**Dataset records**
::::::

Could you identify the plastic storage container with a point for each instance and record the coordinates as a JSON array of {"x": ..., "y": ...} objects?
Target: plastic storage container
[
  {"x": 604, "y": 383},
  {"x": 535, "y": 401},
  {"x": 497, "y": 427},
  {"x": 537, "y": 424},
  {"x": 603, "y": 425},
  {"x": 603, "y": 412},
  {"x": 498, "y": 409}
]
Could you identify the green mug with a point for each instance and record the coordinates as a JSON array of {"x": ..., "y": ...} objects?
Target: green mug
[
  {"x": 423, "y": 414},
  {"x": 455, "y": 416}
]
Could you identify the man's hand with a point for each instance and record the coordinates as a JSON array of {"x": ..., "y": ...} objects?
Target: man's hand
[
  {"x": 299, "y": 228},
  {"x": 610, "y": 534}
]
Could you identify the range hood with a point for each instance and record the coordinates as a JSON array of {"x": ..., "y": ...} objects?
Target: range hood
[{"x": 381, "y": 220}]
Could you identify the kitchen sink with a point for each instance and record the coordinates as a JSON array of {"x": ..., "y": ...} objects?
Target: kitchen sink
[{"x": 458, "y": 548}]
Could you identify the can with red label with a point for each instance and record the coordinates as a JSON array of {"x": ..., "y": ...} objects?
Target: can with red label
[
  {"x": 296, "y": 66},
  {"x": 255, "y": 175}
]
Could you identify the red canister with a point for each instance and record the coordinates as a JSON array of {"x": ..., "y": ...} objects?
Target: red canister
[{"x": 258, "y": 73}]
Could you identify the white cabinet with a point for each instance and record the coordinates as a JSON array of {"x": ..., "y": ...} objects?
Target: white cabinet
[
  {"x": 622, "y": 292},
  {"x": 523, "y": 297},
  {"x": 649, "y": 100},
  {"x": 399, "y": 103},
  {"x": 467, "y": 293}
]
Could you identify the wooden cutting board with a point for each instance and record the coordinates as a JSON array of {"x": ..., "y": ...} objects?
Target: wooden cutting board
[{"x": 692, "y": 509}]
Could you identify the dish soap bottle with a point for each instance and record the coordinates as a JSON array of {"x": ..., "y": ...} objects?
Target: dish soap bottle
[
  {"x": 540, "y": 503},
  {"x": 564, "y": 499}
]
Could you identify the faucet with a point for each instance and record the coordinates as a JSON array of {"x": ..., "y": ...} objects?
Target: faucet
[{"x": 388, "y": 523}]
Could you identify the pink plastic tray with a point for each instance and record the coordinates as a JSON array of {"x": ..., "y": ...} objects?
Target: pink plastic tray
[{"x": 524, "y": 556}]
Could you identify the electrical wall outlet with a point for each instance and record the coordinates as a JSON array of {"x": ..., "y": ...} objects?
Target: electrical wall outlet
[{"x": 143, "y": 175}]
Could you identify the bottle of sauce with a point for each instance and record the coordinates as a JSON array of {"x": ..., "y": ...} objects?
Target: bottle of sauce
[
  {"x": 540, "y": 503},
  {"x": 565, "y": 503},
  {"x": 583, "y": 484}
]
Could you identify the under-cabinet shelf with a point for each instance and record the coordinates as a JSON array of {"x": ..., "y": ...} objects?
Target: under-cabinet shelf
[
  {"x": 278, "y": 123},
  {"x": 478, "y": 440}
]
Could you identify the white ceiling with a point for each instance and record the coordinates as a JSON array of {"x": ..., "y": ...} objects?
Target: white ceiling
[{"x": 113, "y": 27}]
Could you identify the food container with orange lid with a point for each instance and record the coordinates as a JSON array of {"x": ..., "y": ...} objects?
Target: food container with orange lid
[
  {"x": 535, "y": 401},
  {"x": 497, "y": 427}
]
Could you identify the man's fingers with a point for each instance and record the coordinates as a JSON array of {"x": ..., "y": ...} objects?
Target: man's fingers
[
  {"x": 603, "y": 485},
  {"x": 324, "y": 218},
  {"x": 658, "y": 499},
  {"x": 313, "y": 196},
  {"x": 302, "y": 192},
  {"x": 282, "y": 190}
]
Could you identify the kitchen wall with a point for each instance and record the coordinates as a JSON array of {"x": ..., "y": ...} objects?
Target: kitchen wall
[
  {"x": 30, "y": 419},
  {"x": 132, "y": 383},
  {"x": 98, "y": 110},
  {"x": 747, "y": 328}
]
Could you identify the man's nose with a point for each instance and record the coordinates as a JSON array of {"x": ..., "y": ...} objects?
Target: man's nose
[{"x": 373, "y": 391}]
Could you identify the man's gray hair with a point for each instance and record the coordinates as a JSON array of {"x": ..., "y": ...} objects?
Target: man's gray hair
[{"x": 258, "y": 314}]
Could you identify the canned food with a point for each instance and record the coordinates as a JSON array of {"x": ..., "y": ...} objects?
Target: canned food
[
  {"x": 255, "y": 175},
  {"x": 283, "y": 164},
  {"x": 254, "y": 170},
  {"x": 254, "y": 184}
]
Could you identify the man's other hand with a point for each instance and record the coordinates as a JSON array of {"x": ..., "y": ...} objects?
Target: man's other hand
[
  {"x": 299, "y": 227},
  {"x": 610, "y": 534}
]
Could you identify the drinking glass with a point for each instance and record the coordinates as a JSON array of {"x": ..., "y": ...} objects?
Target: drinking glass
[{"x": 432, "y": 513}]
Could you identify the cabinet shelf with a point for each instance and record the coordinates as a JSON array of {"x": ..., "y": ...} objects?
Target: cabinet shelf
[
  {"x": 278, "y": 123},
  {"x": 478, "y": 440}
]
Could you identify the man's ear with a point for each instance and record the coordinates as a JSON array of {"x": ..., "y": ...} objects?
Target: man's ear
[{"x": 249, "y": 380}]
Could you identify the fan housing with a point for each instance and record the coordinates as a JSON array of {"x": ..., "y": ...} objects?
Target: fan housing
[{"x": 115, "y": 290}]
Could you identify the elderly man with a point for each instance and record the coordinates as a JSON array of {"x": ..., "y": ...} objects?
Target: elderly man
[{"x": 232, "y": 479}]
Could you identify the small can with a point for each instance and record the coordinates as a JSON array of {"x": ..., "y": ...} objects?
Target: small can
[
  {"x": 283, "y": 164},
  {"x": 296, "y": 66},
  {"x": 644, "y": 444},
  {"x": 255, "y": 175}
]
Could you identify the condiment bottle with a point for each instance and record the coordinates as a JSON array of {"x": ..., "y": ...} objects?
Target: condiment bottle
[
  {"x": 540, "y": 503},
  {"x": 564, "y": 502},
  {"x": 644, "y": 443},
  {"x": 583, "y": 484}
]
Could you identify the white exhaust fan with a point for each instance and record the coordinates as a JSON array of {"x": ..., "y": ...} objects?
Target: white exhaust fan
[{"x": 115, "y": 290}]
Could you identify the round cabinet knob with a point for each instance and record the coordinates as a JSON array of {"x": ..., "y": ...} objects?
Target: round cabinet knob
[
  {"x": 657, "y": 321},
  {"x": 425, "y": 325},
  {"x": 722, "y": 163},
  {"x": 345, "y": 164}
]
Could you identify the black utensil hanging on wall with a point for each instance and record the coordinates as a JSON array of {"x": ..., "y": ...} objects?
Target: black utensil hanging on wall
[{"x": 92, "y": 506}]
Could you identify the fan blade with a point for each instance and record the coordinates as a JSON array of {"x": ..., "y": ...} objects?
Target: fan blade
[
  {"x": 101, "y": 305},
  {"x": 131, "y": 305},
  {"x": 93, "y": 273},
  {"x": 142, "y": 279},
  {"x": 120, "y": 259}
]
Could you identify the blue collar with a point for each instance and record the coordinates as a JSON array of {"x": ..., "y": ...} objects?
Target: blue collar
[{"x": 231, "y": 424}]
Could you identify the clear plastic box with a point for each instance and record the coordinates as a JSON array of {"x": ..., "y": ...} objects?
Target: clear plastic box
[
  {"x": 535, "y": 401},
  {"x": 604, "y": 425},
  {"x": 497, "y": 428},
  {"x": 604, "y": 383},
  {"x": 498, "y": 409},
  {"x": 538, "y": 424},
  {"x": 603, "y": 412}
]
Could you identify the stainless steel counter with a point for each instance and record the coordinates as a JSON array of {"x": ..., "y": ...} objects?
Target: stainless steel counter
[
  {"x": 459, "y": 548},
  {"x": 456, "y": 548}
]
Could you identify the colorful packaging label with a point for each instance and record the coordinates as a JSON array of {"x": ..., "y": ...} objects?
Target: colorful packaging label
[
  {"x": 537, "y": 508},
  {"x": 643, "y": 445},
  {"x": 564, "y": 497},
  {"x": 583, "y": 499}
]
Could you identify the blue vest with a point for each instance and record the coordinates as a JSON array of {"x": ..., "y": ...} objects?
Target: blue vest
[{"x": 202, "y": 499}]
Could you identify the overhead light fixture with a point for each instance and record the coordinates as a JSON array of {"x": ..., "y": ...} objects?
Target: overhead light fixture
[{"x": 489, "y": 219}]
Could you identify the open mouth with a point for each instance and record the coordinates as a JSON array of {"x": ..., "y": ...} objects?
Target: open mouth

::::::

**Description of the task**
Looking at the entries above, say how many lines hold the word "mouth". Offer no other text.

**Exercise response**
2